▶ Problem to work on: Exactly the lines from the one containing "Can you see the small green" through the final line of the listing are to be retyped, and nothing more.

▶ Data for processing:
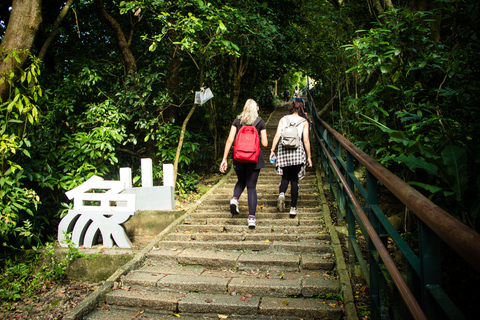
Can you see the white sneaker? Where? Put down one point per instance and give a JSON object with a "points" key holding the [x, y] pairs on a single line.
{"points": [[293, 211], [234, 206], [252, 222], [281, 202]]}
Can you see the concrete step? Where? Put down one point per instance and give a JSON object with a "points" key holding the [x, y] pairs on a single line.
{"points": [[319, 246], [314, 215], [213, 264], [225, 207], [241, 221], [247, 236], [267, 195], [262, 226], [263, 202], [216, 305]]}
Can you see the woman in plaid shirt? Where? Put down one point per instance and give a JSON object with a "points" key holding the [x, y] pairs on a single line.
{"points": [[291, 162]]}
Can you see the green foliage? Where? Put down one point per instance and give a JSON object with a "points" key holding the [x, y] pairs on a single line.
{"points": [[416, 96], [187, 184], [17, 113], [23, 275]]}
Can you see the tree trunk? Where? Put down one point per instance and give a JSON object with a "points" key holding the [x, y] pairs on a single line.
{"points": [[180, 144], [201, 68], [128, 58], [23, 24], [239, 68], [173, 78], [53, 33]]}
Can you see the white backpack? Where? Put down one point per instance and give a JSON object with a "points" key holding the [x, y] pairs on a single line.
{"points": [[290, 137]]}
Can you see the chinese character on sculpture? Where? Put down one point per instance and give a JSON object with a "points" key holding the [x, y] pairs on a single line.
{"points": [[100, 207]]}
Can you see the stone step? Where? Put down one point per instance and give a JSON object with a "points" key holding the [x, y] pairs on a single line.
{"points": [[270, 202], [266, 195], [241, 221], [262, 226], [245, 260], [225, 207], [233, 282], [320, 246], [248, 236], [316, 215], [213, 264], [269, 191], [235, 306]]}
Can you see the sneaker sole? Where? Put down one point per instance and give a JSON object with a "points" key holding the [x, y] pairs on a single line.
{"points": [[233, 209], [281, 204]]}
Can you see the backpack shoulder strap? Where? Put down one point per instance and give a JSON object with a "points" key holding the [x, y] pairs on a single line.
{"points": [[300, 121]]}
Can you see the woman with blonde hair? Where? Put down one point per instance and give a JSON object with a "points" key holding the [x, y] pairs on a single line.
{"points": [[291, 162], [247, 173]]}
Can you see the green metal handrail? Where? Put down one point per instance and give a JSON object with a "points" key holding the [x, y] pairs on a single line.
{"points": [[420, 288]]}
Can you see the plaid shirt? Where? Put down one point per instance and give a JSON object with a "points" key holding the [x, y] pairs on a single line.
{"points": [[291, 157]]}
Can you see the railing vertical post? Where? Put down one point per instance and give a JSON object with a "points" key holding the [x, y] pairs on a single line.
{"points": [[349, 213], [430, 265], [331, 174], [378, 284], [340, 192]]}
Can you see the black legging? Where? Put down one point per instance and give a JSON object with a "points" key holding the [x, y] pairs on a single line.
{"points": [[290, 173], [247, 177]]}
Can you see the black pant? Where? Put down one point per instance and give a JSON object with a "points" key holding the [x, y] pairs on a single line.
{"points": [[247, 177], [290, 174]]}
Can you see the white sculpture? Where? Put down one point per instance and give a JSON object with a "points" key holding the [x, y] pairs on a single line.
{"points": [[100, 207]]}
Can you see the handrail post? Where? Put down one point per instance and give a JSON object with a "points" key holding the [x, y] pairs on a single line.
{"points": [[378, 287], [341, 194], [430, 266], [350, 216]]}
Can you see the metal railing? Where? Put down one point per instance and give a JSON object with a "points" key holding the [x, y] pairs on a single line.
{"points": [[417, 291]]}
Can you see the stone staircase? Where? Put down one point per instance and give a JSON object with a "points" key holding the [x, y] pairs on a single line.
{"points": [[213, 266]]}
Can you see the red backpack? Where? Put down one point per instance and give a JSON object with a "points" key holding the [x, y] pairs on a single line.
{"points": [[247, 144]]}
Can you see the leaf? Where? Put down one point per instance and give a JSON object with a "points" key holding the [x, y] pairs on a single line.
{"points": [[174, 314], [428, 187], [415, 162], [455, 158]]}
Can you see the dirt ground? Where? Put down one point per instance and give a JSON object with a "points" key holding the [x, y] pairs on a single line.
{"points": [[53, 301]]}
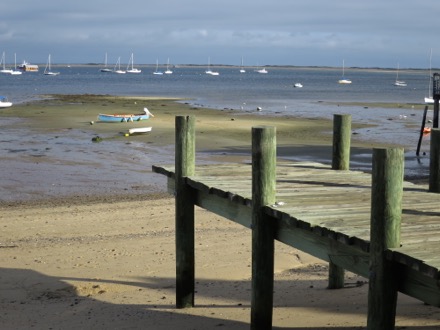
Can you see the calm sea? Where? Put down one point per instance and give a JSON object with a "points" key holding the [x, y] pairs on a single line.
{"points": [[272, 92]]}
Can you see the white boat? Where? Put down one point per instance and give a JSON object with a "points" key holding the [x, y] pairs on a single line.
{"points": [[139, 130], [209, 71], [263, 70], [168, 71], [344, 80], [132, 69], [3, 62], [15, 72], [105, 68], [48, 71], [27, 67], [157, 69], [4, 103], [398, 82], [117, 68]]}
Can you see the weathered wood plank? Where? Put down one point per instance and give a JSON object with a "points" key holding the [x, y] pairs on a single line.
{"points": [[326, 210]]}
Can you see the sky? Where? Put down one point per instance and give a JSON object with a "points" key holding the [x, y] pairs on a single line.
{"points": [[373, 33]]}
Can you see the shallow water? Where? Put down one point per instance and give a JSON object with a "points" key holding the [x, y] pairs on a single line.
{"points": [[36, 165]]}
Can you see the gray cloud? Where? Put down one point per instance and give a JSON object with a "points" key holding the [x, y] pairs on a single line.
{"points": [[316, 32]]}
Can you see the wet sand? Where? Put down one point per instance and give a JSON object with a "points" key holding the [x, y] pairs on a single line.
{"points": [[87, 230]]}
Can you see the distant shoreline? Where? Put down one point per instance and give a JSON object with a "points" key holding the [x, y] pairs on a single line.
{"points": [[275, 67]]}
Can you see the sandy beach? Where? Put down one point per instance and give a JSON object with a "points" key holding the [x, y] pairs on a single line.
{"points": [[101, 256]]}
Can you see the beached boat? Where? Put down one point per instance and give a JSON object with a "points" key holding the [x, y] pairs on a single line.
{"points": [[263, 70], [4, 103], [139, 130], [123, 118]]}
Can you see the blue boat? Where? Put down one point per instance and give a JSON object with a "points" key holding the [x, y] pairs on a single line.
{"points": [[124, 118]]}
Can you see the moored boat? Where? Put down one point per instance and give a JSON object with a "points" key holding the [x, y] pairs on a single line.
{"points": [[123, 118], [27, 67], [139, 130], [4, 103]]}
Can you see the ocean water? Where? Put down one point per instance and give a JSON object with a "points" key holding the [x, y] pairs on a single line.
{"points": [[273, 93]]}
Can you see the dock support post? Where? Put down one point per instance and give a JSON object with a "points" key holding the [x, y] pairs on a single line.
{"points": [[340, 161], [386, 213], [184, 166], [263, 245], [341, 142], [434, 161]]}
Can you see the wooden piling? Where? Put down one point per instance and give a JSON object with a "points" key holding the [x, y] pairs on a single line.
{"points": [[386, 212], [434, 161], [341, 142], [340, 161], [263, 246], [184, 166]]}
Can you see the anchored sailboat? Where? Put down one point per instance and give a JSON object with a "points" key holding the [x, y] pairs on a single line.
{"points": [[48, 71]]}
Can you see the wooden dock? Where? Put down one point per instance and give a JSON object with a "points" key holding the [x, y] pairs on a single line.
{"points": [[325, 212]]}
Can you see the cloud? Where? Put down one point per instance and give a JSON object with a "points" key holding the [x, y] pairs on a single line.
{"points": [[372, 33]]}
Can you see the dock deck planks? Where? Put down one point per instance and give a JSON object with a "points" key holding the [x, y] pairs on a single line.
{"points": [[327, 214]]}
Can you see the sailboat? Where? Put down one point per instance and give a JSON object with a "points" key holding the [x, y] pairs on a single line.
{"points": [[48, 71], [168, 71], [132, 69], [242, 70], [157, 69], [3, 61], [209, 71], [105, 68], [398, 82], [261, 70], [344, 80], [15, 71], [429, 99], [118, 67]]}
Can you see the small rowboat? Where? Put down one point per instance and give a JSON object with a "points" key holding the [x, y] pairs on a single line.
{"points": [[139, 130], [124, 118], [426, 130]]}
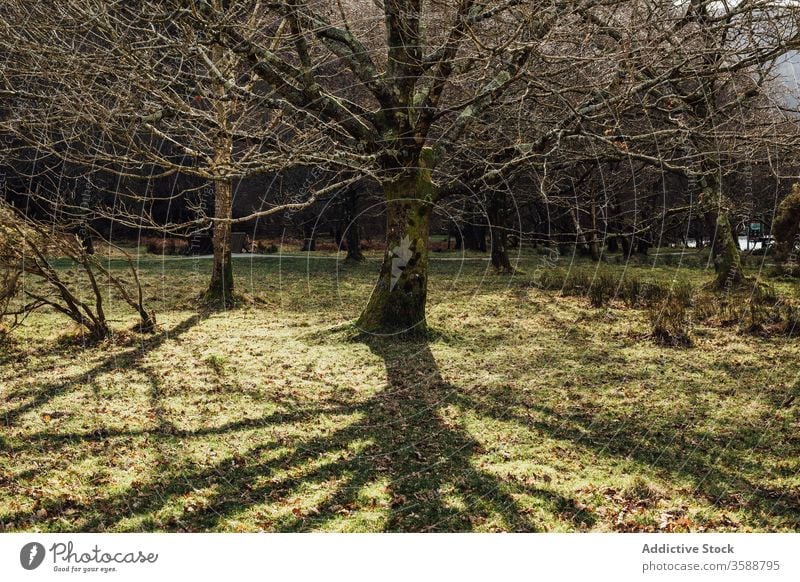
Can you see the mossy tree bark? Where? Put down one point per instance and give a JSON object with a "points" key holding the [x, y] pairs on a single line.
{"points": [[397, 303], [724, 250], [497, 232], [220, 290], [353, 236]]}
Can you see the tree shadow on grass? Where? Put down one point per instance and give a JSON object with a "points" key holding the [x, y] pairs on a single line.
{"points": [[133, 356], [716, 466], [401, 440]]}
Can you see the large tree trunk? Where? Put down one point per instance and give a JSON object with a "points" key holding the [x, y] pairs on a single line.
{"points": [[397, 304], [220, 291]]}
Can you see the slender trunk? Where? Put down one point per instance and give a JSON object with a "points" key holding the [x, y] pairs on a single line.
{"points": [[397, 303], [353, 231], [724, 250], [594, 244], [497, 233], [220, 291]]}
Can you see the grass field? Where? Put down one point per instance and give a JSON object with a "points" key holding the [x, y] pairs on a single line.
{"points": [[525, 410]]}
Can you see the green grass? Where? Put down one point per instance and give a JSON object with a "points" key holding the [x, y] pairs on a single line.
{"points": [[525, 410]]}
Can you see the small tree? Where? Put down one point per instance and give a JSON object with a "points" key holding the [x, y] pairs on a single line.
{"points": [[28, 247]]}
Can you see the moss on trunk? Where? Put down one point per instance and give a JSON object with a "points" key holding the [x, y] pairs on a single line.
{"points": [[220, 291], [725, 251], [397, 303]]}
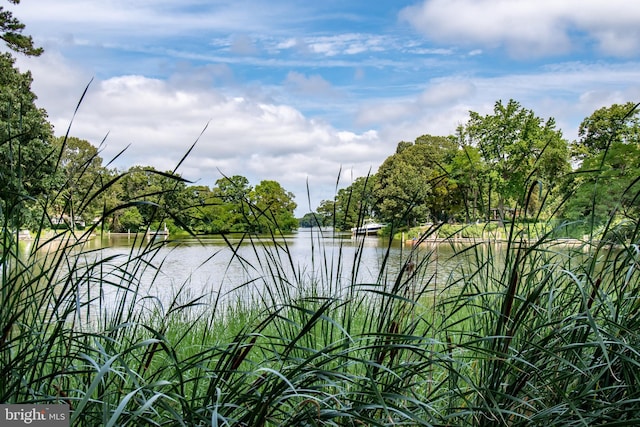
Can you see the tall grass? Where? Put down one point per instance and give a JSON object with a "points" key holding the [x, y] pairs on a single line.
{"points": [[529, 332]]}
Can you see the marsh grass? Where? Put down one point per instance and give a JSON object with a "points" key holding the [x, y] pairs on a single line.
{"points": [[527, 332]]}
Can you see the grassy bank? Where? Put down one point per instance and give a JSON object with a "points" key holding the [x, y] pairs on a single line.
{"points": [[521, 334]]}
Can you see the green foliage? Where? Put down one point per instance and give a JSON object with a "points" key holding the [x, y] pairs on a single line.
{"points": [[11, 33], [272, 207], [351, 203], [27, 159], [617, 124], [519, 149], [606, 182]]}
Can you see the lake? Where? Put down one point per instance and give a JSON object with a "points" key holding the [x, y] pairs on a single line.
{"points": [[250, 269]]}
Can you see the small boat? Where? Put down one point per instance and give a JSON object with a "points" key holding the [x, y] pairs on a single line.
{"points": [[369, 227]]}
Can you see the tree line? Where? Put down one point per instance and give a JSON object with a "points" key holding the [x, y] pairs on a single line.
{"points": [[496, 166], [62, 182], [506, 164]]}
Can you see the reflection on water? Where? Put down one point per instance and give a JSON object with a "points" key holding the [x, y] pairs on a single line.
{"points": [[247, 268]]}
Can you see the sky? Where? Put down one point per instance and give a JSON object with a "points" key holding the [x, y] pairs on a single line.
{"points": [[314, 94]]}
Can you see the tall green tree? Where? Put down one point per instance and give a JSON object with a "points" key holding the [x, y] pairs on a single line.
{"points": [[27, 157], [414, 184], [233, 215], [351, 204], [519, 149], [605, 183], [273, 207], [82, 177], [616, 124], [11, 33]]}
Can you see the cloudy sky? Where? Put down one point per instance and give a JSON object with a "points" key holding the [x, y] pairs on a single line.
{"points": [[303, 91]]}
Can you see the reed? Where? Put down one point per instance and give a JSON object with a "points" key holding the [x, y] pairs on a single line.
{"points": [[527, 332]]}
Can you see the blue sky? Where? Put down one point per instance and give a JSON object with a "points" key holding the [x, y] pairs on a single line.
{"points": [[300, 91]]}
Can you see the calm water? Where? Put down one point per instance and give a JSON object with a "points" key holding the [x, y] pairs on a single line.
{"points": [[250, 270]]}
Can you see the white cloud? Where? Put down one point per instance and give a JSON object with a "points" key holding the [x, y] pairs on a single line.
{"points": [[530, 27], [312, 85]]}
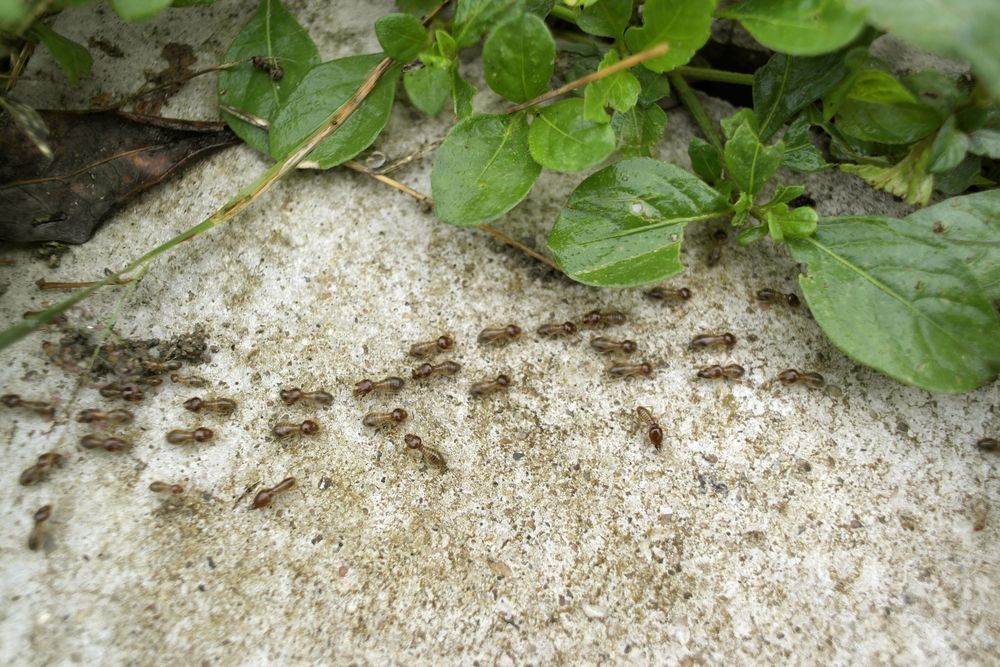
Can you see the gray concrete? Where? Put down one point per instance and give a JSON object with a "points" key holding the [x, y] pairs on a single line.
{"points": [[778, 525]]}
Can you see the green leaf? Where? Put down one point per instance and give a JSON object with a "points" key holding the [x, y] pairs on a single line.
{"points": [[895, 299], [751, 164], [518, 58], [606, 18], [483, 169], [969, 227], [74, 59], [684, 25], [272, 33], [474, 18], [561, 139], [620, 91], [639, 130], [428, 88], [966, 30], [623, 225], [325, 89], [402, 36], [786, 84], [879, 108], [138, 10], [798, 27]]}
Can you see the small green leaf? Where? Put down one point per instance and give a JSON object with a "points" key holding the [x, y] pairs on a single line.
{"points": [[483, 169], [323, 90], [749, 163], [893, 298], [518, 58], [402, 36], [620, 91], [428, 88], [800, 27], [561, 139], [623, 225], [639, 130], [74, 59], [271, 33], [879, 108], [684, 25], [606, 18]]}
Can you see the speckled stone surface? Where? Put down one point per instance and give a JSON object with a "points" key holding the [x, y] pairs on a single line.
{"points": [[778, 525]]}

▶ Correct response:
Can you see the small green leaf? Where? Put down one point per instance and give a JSON object with a "points" key holding the [x, y] pairs on a single line.
{"points": [[483, 169], [323, 90], [749, 163], [893, 298], [518, 58], [402, 36], [620, 91], [428, 88], [800, 27], [561, 139], [623, 225], [639, 130], [74, 59], [271, 33], [879, 108], [684, 25], [606, 18]]}
Can you see the speckled stone surface? Where? Put down one point per instance and give a JSON object with a "points" key holding the [x, y] pairs on a single line.
{"points": [[778, 525]]}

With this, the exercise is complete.